→ WHAT THIS TASK INVOLVES
Extract the listing below in full, unchanged.

→ SOURCE RECORDS

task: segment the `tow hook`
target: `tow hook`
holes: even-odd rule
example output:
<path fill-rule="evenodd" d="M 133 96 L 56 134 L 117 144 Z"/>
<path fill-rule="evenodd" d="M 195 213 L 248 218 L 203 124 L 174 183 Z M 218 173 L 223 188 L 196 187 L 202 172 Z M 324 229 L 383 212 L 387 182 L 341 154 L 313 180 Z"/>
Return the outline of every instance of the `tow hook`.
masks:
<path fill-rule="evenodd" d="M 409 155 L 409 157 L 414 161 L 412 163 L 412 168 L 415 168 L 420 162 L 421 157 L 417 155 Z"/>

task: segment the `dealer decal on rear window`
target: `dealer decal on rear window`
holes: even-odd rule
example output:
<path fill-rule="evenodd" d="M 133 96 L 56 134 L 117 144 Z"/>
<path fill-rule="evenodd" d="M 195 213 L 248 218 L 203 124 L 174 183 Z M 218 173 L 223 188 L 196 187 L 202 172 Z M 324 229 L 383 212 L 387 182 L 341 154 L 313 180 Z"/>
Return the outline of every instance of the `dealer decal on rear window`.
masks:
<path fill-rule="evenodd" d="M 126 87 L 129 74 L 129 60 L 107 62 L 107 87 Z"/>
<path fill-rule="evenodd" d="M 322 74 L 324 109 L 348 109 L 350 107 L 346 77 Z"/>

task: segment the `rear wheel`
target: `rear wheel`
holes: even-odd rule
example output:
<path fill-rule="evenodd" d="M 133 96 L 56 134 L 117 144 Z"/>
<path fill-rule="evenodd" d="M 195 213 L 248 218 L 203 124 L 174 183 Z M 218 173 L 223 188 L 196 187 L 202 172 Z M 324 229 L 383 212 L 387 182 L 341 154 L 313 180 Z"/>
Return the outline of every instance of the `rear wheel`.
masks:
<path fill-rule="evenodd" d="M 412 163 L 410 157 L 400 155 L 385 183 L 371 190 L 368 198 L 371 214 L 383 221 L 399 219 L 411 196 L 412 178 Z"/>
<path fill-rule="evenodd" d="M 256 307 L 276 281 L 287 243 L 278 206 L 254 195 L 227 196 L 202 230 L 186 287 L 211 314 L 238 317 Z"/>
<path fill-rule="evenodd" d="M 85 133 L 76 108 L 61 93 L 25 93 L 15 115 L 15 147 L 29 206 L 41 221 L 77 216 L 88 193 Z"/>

→ EXERCISE RESPONSE
task: segment the `tow hook`
target: `tow hook`
holes: even-odd rule
example output:
<path fill-rule="evenodd" d="M 133 96 L 56 134 L 117 144 Z"/>
<path fill-rule="evenodd" d="M 195 213 L 248 218 L 203 124 L 174 183 Z M 218 173 L 223 188 L 196 187 L 202 172 Z M 324 229 L 383 212 L 387 182 L 341 154 L 313 180 Z"/>
Return the outline of every instance of the `tow hook`.
masks:
<path fill-rule="evenodd" d="M 409 155 L 409 157 L 414 161 L 412 163 L 412 168 L 415 168 L 420 162 L 421 157 L 417 155 Z"/>

task: segment the `dealer decal on rear window`
target: `dealer decal on rear window`
holes: even-odd rule
example output:
<path fill-rule="evenodd" d="M 133 96 L 56 134 L 117 144 Z"/>
<path fill-rule="evenodd" d="M 195 213 L 248 218 L 203 124 L 174 183 Z M 218 173 L 223 188 L 196 187 L 202 172 Z M 324 229 L 383 212 L 387 182 L 341 154 L 313 180 Z"/>
Return the outline of every instance of the `dealer decal on rear window`.
masks:
<path fill-rule="evenodd" d="M 126 87 L 129 74 L 129 60 L 107 62 L 107 87 Z"/>
<path fill-rule="evenodd" d="M 322 74 L 324 109 L 348 109 L 350 107 L 346 77 Z"/>

task: segment the `rear wheel`
target: `rear wheel`
holes: even-odd rule
example output:
<path fill-rule="evenodd" d="M 133 96 L 56 134 L 117 144 Z"/>
<path fill-rule="evenodd" d="M 195 213 L 248 218 L 203 124 L 174 183 Z M 218 173 L 223 188 L 196 187 L 202 172 Z M 324 229 L 383 212 L 387 182 L 341 154 L 313 180 Z"/>
Return the outline of every instance of the `rear wheel`.
masks:
<path fill-rule="evenodd" d="M 412 163 L 410 157 L 400 155 L 385 183 L 371 190 L 368 198 L 371 214 L 383 221 L 399 219 L 411 196 L 412 178 Z"/>
<path fill-rule="evenodd" d="M 256 307 L 276 281 L 287 243 L 278 206 L 254 195 L 227 196 L 202 230 L 186 287 L 211 314 L 238 317 Z"/>
<path fill-rule="evenodd" d="M 85 133 L 76 108 L 61 93 L 25 93 L 15 115 L 15 147 L 29 206 L 41 221 L 77 216 L 88 193 Z"/>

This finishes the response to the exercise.